Task input:
'''
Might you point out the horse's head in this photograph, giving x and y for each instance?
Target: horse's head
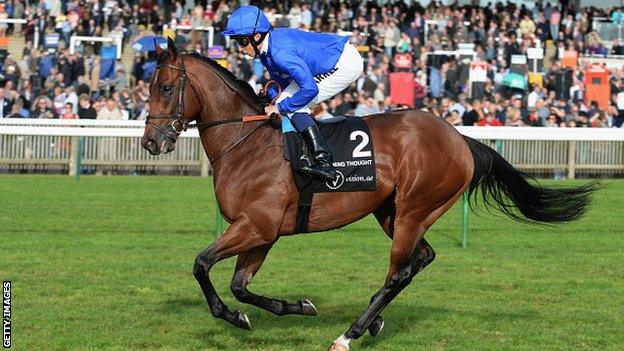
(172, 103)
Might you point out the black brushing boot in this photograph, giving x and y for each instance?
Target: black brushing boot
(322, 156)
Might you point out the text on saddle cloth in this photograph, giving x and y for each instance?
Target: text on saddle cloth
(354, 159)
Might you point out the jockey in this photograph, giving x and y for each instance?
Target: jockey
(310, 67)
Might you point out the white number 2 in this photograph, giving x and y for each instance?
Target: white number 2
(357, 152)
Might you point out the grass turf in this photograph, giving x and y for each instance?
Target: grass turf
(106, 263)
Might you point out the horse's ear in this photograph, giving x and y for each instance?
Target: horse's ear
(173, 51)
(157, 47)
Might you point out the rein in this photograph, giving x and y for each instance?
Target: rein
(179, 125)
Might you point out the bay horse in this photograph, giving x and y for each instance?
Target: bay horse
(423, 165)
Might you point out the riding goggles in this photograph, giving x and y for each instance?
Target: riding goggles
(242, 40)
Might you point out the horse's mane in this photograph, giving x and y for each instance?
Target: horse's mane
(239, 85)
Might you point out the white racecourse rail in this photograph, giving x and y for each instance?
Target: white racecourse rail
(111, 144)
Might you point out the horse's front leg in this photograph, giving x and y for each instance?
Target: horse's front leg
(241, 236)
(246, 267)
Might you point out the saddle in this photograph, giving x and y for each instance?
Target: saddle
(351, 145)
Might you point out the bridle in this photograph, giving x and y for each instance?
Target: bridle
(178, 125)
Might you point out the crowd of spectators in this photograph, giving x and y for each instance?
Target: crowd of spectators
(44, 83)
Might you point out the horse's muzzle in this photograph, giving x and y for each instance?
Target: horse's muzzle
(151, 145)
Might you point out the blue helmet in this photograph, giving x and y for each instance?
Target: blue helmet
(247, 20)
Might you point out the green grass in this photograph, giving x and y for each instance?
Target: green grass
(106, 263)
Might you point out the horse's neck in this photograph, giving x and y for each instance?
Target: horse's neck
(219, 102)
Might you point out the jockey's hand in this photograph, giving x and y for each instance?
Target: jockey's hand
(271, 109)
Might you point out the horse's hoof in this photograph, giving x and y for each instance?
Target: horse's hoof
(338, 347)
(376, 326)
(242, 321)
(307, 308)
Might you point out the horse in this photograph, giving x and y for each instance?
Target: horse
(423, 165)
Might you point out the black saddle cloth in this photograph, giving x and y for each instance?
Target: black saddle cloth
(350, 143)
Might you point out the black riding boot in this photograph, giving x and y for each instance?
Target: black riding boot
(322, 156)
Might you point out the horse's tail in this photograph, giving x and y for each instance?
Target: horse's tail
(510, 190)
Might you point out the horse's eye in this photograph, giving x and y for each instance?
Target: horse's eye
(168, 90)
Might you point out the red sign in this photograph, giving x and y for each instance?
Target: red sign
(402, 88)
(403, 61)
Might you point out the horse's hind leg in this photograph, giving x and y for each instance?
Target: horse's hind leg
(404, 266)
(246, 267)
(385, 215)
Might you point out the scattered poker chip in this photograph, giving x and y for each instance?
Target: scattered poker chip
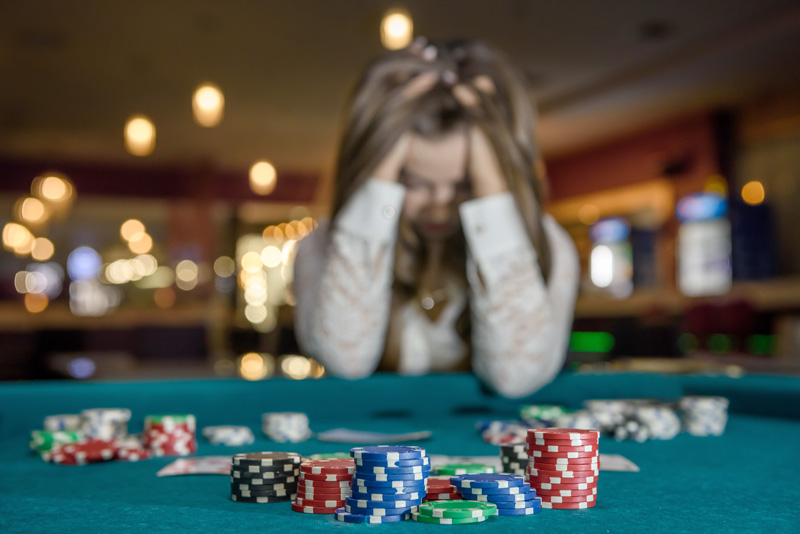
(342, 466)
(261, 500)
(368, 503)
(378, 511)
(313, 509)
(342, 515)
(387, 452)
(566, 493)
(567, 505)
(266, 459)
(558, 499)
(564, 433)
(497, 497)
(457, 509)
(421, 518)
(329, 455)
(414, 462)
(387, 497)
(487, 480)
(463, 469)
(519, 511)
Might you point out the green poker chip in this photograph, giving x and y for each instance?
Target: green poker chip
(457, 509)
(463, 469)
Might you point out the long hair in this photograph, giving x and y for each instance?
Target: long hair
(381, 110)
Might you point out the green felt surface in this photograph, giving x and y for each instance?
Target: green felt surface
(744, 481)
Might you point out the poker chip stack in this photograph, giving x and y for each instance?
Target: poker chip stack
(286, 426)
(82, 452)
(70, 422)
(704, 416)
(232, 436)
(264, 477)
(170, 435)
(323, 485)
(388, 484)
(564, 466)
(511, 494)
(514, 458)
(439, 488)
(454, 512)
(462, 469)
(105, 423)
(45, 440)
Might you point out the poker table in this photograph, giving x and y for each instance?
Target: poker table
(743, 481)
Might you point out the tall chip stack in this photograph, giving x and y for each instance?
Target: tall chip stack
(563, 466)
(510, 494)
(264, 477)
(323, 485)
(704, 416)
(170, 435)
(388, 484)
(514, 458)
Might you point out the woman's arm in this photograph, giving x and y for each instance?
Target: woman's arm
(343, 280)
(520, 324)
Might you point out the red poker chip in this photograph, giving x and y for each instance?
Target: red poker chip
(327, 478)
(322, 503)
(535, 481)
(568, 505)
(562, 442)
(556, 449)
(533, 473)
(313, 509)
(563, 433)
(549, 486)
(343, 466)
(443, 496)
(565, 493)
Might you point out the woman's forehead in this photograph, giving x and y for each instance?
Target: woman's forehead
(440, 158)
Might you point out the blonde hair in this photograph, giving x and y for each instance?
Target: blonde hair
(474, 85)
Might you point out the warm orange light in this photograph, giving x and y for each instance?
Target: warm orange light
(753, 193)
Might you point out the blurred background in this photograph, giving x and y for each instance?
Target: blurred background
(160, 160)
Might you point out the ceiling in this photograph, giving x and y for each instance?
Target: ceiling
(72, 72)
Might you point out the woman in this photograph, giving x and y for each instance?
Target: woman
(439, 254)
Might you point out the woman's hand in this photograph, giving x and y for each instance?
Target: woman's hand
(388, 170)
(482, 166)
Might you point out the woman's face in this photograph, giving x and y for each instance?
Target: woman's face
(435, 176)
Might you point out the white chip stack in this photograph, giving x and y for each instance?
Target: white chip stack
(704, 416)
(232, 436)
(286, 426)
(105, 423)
'''
Directions:
Every record above should be set down exactly, with the pictures left out.

Result below:
Might you point out the horse's head in this photograph, giving x and y for each instance?
Target: horse's head
(172, 103)
Might you point out the black brushing boot in this photograph, giving x and y for each instance?
Target: black brushing boot
(322, 156)
Might you point out the text on saddle cloth in this photograph, giving x and y for each instance?
Target: text on saddle cloth
(354, 159)
Might you point out the jockey in this photograph, giving x and y for each instance?
Target: jockey
(310, 67)
Might you point out the white number 2 in this photograph, giving x and y for each instance?
Target: white number 2
(357, 152)
Might you point out the grass turf in this photograph, giving x and y for each instance?
Target: grass turf
(106, 263)
Might you point out the horse's ear in this photograph, giving x and y for each instance?
Target: horse's ear
(173, 51)
(157, 47)
Might you point out the rein in this photograph, giving x and y for each instance?
Target: rein
(179, 125)
Might you point out the bay horse in this photograph, giving x and y for each instance?
Target: bay horse
(423, 165)
Might you point out the riding goggles in this photograph, giving x and y for each instance?
Target: riding goggles
(242, 40)
Might you point out the horse's mane in this photograph, giving x and y for each instance?
Target: horse's mane
(239, 85)
Might you point out the white racecourse rail in this photograph, giving x and y for each instance?
Target: white racecourse rail
(111, 144)
Might you point out the horse's front leg in this photograph, giving x and y for each instance?
Target: horse's front leg
(241, 236)
(246, 267)
Might you point out the saddle in this photograph, giving x and y for each instance?
Target: saddle
(351, 145)
Might you point out the bridle in this photograph, giving x and y for each instance?
Target: bridle
(178, 125)
Might you point out the crowd of spectators in this photograph, giving x and y for each instance?
Target: crowd of spectators
(44, 83)
Might you point out the horse's muzzle in this photograph, giving x and y for each instance?
Target: horse's muzzle
(151, 145)
Might you point out the blue helmet in this photograph, giving x and y for each instance?
Target: blue helmet
(247, 20)
Might you point out the green grass in this photograph, giving x and y for each instance?
Target: green grass
(106, 263)
Might you point out the horse's neck in this photograph, giving x and y for each instance?
Target: horse's neck
(219, 102)
Might you point out the jockey's hand in this photograph, giving x and y for each instance?
Target: jockey's hand
(271, 109)
Might you point out the horse's hoof in this photograph, giving x and y for each instance?
Target: horse's hoof
(338, 347)
(376, 326)
(242, 321)
(307, 308)
Might you point out the horse in this photograph, giving x and y for each instance?
Target: horse
(423, 165)
Might you point out the black saddle cloth in this photograph, giving x and y for each instance?
Target: black saddle cloth
(350, 143)
Might you point out the black riding boot in this photograph, giving x and y for each instance?
Target: black riding boot
(322, 156)
Might you point out the horse's tail in this photograph, giving x and y for each instance?
Target: horse's tail
(510, 190)
Might you point out the horse's eye in this photograph, giving x and y for each instance?
Target: horse's eye
(168, 90)
Might you point out the red sign in this photograph, giving x and y for each instance?
Target: red sign
(402, 88)
(403, 61)
Might you point out the horse's hind leg in this photograph, giving x and y for each instance?
Target: horse's hind leg
(404, 266)
(246, 267)
(385, 215)
Might you point out the scattered poker chip in this photograph, giving x and y for each instance?
Target: scattered poker chip
(342, 466)
(261, 500)
(368, 503)
(378, 511)
(313, 509)
(342, 515)
(387, 452)
(566, 493)
(567, 505)
(266, 459)
(558, 499)
(564, 433)
(497, 497)
(457, 509)
(421, 518)
(329, 455)
(414, 462)
(387, 497)
(487, 480)
(463, 469)
(519, 511)
Might you point out the green poker chip in this photograph, giving x and y for each instance?
Target: green poker chip
(457, 509)
(463, 469)
Might you point out the long hair in this photograph, giving x and y for each instance?
Target: long hair
(381, 110)
Might you point out the green felt surface in this photograph, giving x and y for each instance?
Target: green felt surface
(744, 481)
Might you point out the poker chip stack in this photograph, giving x and y for each instance?
Target: poker chip stack
(286, 426)
(82, 452)
(70, 422)
(704, 416)
(232, 436)
(264, 477)
(170, 435)
(323, 485)
(388, 484)
(564, 466)
(511, 494)
(514, 458)
(439, 488)
(454, 512)
(462, 469)
(105, 423)
(45, 440)
Might you point out the poker table in this photograph, giving x and y for each instance?
Target: poker table
(743, 481)
Might you point out the tall chip stack in this photograph, giving x and y for each instance?
Target: tall chip stack
(563, 466)
(510, 494)
(264, 477)
(323, 485)
(704, 416)
(170, 435)
(388, 484)
(514, 458)
Might you point out the woman's arm in this photograph, giving x and y for each instance?
Target: woman's arm
(343, 280)
(520, 324)
Might you point out the red poker chip in this photograph, giving x and y for each instance?
Target: red poker chip
(327, 478)
(322, 503)
(535, 481)
(568, 505)
(562, 442)
(556, 449)
(533, 473)
(313, 509)
(563, 433)
(549, 486)
(343, 466)
(443, 496)
(565, 493)
Might you point out the woman's forehead in this photograph, giving x and y for each instance?
Target: woman's forehead
(440, 158)
Might you point out the blonde hair in this photograph, giving x and y for each instance?
Target: blonde hair
(474, 85)
Might you point out the warm orange light in this photograph, giving x and y for each instance?
Target: warm orange light
(753, 193)
Might you point out the blurred background in this photograph, giving x and y for each instance?
Target: blurred background
(160, 160)
Might you point out the ceiling in this photograph, giving x and y for each instance?
Target: ceiling
(72, 72)
Might you point out the woman in this photograph, giving x and y for each instance?
Target: woman
(439, 254)
Might you point out the woman's hand in this photograph, giving x and y for each instance?
Target: woman's hand
(388, 170)
(482, 166)
Might you point out the woman's face in this photograph, giving x and y for each instance?
Target: woman's face
(435, 176)
Might you point out the white chip stack in this photograph, giving x and y for each instance?
Target: white chip stack
(704, 416)
(232, 436)
(286, 426)
(105, 423)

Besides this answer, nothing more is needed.